_Try it_.
Pull every line holding the word "soccer" out of the data and copy it.

══ Supplied records

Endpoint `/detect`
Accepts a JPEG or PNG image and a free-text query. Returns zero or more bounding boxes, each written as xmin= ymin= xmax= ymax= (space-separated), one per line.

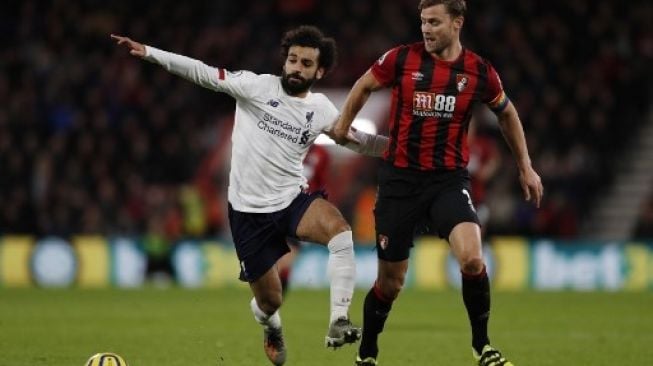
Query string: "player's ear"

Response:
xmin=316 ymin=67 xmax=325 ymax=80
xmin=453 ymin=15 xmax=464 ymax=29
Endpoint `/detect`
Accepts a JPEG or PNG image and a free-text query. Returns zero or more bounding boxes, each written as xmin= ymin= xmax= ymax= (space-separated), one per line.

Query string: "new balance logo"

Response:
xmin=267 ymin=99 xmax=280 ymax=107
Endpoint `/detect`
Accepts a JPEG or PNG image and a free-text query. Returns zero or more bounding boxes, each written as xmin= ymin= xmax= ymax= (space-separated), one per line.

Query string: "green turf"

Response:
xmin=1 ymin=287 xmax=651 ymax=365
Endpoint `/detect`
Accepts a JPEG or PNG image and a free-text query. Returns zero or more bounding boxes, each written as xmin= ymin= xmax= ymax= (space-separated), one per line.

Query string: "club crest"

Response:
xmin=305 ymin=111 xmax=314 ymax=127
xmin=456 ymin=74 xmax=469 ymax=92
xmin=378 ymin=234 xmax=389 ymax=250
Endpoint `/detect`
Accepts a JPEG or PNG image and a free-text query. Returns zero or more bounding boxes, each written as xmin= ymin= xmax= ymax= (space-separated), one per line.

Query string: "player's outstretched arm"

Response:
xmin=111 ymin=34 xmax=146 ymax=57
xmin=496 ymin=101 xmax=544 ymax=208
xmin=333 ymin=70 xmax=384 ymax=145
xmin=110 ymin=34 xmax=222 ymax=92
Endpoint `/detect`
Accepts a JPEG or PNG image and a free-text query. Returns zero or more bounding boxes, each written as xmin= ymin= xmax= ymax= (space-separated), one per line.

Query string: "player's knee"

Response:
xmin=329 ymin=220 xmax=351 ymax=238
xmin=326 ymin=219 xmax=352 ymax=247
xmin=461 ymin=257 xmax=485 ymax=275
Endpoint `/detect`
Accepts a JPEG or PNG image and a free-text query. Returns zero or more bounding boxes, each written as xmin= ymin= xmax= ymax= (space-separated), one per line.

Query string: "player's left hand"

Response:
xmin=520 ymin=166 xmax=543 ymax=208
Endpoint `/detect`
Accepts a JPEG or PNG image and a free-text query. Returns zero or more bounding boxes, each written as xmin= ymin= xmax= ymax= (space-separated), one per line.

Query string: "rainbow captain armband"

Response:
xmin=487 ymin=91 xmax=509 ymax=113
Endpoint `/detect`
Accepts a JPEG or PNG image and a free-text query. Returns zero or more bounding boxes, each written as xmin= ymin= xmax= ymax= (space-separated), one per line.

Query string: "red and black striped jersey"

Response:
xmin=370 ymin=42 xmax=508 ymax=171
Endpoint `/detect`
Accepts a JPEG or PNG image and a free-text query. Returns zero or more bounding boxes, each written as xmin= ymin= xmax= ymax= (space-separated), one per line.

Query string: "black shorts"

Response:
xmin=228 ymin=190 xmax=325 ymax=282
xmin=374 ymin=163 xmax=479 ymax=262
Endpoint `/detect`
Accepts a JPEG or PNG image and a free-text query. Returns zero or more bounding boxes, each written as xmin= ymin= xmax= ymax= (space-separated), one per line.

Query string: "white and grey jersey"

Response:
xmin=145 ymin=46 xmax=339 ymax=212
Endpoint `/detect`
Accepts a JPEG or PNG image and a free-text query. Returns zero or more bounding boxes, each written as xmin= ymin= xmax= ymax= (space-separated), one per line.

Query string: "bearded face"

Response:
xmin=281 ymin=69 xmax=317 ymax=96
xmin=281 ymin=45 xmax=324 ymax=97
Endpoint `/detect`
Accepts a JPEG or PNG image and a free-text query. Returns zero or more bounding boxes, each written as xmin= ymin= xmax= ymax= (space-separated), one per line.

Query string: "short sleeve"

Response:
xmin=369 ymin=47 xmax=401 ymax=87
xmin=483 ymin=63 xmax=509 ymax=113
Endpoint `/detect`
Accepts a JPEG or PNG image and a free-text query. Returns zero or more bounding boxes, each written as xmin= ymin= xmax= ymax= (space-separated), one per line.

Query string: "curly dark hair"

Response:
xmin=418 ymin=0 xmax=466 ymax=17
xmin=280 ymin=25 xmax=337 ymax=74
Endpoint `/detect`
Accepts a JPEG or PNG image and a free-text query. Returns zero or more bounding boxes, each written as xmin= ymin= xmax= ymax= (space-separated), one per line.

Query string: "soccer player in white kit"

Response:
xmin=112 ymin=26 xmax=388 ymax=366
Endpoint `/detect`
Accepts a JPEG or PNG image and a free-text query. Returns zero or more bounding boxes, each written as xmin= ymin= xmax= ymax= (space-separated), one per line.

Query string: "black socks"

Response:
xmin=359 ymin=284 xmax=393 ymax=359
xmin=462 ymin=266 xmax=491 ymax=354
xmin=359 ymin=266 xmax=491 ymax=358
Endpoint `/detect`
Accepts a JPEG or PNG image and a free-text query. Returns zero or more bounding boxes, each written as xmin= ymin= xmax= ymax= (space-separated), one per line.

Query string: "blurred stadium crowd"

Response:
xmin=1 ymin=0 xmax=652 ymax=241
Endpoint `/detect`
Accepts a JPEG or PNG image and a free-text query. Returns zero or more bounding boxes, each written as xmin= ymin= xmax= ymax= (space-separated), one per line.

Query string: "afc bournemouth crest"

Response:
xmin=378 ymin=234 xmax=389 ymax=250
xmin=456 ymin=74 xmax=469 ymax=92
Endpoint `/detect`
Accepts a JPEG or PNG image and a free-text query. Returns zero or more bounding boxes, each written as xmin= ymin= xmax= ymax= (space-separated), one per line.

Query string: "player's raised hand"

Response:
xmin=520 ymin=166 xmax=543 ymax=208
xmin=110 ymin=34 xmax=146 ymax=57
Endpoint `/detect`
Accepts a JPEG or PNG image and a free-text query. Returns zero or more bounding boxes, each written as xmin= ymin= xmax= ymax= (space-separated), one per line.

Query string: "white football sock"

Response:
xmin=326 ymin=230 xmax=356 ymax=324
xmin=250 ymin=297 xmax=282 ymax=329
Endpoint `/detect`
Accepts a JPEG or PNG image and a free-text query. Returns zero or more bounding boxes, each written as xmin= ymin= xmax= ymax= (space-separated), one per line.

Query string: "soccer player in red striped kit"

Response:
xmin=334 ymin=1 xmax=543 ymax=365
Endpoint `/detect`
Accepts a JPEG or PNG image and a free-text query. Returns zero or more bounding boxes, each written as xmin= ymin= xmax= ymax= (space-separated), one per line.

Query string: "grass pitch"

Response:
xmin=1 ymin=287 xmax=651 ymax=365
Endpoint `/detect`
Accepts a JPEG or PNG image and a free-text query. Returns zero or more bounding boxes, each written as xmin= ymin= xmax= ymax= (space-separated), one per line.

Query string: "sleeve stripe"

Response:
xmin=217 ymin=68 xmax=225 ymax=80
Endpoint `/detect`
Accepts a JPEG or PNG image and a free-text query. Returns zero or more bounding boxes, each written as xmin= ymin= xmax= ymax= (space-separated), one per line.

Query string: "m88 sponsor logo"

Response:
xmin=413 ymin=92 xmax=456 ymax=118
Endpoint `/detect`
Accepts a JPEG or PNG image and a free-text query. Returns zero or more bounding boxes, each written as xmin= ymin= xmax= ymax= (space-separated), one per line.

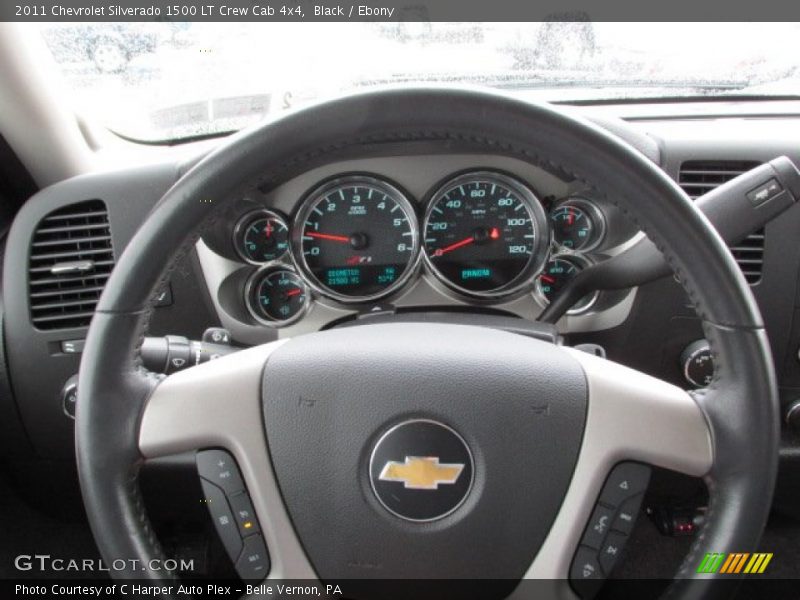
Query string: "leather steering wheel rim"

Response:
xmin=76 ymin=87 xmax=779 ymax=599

════

_Task answer_.
Query string: "soccer player in white kit"
Query string: "soccer player in red striped kit"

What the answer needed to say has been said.